**REQUIRED WORK:** Check every line of the entries for the string "cutlery" and return the ones that contain it.

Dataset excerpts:

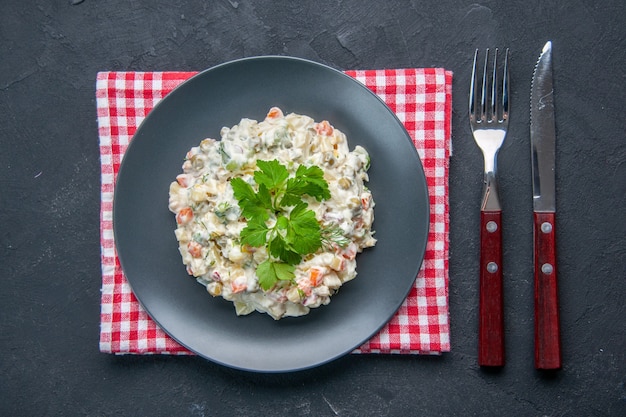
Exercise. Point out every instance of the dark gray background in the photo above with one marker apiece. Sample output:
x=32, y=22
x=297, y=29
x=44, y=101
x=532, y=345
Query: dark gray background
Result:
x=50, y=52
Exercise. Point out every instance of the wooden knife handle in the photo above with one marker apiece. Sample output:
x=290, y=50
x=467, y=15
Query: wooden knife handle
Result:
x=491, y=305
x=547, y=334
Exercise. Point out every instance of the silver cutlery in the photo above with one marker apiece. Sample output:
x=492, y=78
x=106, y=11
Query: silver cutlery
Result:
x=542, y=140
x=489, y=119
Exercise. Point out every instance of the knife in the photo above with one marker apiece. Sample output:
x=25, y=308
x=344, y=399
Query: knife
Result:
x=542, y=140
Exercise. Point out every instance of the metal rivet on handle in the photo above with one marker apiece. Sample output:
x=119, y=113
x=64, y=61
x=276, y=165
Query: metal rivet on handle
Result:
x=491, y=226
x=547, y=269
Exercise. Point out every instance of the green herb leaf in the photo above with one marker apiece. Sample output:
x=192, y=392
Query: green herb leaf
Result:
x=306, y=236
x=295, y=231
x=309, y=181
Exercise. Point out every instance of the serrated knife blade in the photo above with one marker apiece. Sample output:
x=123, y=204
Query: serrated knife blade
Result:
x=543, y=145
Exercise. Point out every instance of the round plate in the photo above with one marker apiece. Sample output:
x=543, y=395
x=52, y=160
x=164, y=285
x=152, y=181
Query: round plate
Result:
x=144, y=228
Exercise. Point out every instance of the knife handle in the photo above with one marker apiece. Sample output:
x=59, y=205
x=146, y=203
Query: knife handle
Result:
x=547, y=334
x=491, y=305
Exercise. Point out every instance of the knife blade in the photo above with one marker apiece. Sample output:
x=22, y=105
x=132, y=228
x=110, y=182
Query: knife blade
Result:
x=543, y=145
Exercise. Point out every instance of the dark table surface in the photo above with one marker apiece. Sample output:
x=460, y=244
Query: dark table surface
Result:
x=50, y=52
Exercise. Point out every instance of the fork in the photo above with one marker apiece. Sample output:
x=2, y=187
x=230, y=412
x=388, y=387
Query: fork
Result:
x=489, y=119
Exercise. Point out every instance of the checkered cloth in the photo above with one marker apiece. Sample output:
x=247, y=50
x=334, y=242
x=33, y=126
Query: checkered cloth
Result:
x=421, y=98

--

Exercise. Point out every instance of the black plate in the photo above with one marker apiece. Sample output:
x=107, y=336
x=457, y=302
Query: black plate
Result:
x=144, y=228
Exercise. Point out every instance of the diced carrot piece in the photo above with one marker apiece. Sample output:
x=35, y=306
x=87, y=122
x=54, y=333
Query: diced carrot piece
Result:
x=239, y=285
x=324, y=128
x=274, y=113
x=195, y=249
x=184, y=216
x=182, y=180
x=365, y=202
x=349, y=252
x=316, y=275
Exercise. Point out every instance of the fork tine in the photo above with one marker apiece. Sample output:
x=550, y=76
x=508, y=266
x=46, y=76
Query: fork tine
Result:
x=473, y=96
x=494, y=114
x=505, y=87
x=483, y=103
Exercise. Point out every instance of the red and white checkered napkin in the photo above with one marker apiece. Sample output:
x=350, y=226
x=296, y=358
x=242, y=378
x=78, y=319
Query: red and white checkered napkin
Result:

**TASK SOLUTION:**
Exercise. Point out every instance of the silver cutlery in the photo above with one marker apiece. Sample output:
Query: silver cutlery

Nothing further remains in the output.